*Aim of the task*
All of the records below need to be copied exactly.

*Stored data*

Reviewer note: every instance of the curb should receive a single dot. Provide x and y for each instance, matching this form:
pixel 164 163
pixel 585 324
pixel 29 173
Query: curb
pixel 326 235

*Solved problem*
Reviewer note: every instance of the curb should receive a single dot. Provide x and y for each instance, matching this form:
pixel 164 163
pixel 585 324
pixel 29 173
Query: curb
pixel 326 235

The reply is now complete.